## Source
>> Begin

# Attention is All you need

download the dataset from: https://download.pytorch.org/tutorial/data.zip

In [None]:
from __future__ import unicode_literals, print_function, division
from io import open
import unicodedata
import string
import re
import random

import numpy as np

import torch
import torch.nn as nn
from torch.autograd import Variable
from torch import optim
import torch.nn.functional as F
from torch.utils.data import Dataset, DataLoader

import matplotlib.pyplot as plt
import matplotlib.ticker as ticker
%matplotlib inline

import time,math

# Data PreProcessing

In [None]:
use_cuda = False

In [None]:
SOS_token = 0
EOS_token = 1
PAD_token = 2
UNK_token = 3

class Lang:
    
    def __init__(self, name):
        self.name = name
        self.word2index = {}
        self.word2count = {}
        self.index2word = {0: "SOS", 1: "EOS" , 2: "PAD" , 3:"UNK"}
        self.n_words = 3  # Count SOS and EOS

    def addSentence(self, sentence):
        for word in sentence.split(' '):
            self.addWord(word)

>> End

## Tasks
1. Do these statements agree with the attention notebook? Answer yes or no for each of (a), (b) and (c), and quote the deciding words from the notebook. (a) It sets use_cuda to False. (b) It gives PAD_token the value 3. (c) It says to download the dataset from download.pytorch.org.
2. Please pick up the attention notebook after its last line and continue the code.
The entries after the attention notebook are not needed.

## Supplied data
>> Begin

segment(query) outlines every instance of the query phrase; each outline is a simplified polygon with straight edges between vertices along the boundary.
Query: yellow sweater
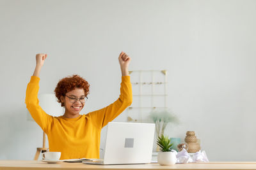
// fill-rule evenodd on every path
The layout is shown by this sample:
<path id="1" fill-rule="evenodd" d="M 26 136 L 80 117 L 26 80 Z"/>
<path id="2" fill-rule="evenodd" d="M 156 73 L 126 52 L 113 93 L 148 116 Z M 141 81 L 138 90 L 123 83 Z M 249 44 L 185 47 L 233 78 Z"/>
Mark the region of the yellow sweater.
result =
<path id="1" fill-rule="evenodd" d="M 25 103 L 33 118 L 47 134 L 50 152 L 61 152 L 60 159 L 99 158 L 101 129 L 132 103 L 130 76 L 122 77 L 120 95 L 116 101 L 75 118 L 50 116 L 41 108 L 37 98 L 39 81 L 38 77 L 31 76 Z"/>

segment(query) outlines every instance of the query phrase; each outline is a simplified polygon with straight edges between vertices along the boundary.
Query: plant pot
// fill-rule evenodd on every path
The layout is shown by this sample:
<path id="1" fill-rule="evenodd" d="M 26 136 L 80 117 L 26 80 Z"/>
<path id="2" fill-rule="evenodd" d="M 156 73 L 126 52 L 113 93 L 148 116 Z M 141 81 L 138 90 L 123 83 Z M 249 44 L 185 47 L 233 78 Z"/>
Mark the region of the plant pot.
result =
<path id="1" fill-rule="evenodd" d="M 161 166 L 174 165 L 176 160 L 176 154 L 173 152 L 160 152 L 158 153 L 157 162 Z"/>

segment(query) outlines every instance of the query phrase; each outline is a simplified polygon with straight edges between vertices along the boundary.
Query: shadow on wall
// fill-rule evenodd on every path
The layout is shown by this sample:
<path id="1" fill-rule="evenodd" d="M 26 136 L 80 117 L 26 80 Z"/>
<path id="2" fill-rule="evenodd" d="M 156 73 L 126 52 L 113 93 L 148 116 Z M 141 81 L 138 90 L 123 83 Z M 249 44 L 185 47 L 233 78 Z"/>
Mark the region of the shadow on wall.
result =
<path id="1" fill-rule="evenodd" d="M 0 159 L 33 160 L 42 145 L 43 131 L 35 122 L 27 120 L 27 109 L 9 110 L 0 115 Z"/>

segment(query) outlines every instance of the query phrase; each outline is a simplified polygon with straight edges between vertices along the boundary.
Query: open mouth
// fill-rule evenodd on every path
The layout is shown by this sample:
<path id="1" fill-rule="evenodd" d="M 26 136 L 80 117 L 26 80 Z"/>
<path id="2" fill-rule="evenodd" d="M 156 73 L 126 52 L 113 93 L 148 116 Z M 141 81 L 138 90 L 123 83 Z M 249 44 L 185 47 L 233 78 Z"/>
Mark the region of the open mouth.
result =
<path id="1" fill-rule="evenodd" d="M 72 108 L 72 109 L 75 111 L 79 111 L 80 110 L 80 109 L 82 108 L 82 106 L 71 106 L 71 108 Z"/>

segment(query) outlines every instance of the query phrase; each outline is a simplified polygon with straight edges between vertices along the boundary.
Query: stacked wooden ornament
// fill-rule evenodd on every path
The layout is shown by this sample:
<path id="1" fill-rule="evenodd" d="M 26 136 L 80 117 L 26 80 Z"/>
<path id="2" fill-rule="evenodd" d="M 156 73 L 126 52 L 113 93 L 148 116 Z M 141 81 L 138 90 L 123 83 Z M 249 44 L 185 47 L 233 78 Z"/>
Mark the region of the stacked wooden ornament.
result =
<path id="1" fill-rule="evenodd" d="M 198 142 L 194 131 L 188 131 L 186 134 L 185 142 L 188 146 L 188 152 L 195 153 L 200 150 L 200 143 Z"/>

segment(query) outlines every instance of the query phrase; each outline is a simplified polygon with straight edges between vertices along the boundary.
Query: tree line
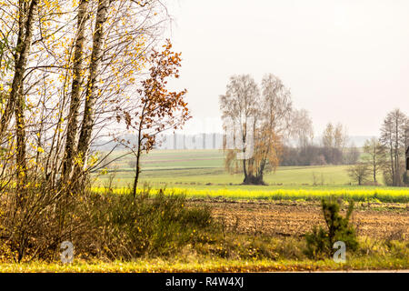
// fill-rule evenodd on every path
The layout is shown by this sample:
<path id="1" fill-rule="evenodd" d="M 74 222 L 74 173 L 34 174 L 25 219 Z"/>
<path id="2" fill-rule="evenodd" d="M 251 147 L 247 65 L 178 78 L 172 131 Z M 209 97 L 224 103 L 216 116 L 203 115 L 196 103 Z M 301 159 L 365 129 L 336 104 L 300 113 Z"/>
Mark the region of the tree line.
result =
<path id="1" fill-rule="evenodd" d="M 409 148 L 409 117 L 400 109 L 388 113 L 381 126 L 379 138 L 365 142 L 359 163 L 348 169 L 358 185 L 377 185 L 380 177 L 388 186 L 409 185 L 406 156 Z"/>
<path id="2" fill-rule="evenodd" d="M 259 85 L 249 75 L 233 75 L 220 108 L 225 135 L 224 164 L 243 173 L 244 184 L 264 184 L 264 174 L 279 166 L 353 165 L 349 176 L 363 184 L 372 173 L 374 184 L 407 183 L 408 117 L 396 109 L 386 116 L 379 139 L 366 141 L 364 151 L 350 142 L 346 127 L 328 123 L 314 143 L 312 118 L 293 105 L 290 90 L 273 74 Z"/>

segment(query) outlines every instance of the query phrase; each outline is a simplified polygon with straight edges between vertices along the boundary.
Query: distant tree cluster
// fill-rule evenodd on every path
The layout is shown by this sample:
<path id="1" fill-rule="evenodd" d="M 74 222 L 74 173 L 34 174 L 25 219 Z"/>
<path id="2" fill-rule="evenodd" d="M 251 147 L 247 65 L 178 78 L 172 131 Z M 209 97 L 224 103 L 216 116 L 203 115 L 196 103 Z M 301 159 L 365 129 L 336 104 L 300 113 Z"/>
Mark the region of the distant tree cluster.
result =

>> End

## Exercise results
1.
(a) Yes: "use_cuda = False"
(b) No: "PAD_token = 2"
(c) Yes: "download the dataset from: https://download.pytorch.org/tutorial/data.zip"

2.
    def addWord(self, word):
        if word not in self.word2index:
            self.word2index[word] = self.n_words
            self.word2count[word] = 1
            self.index2word[self.n_words] = word
            self.n_words += 1
        else:
            self.word2count[word] += 1

In [None]:
def unicodeToAscii(s):
    return ''.join(c for c in unicodedata.normalize('NFD', s) if unicodedata.category(c) != 'Mn')

In [None]:
def normalizeString(s):
    s = unicodeToAscii(s.lower().strip())
    s = re.sub(r"([.!?])", r" \1", s)
    s = re.sub(r"[^a-zA-Z.!?]+", r" ", s)
    return s

In [None]:
def readLangs(lang1, lang2, reverse=False):
    print("Reading lines...")

    lines = open('data/%s-%s.txt' % (lang1, lang2), encoding='utf-8').\
        read().strip().split('\n')

    pairs = [[normalizeString(s) for s in l.split('\t')] for l in lines]

    if reverse:
        pairs = [list(reversed(p)) for p in pairs]
        input_lang = Lang(lang2)
        output_lang = Lang(lang1)
    else:
        input_lang = Lang(lang1)
        output_lang = Lang(lang2)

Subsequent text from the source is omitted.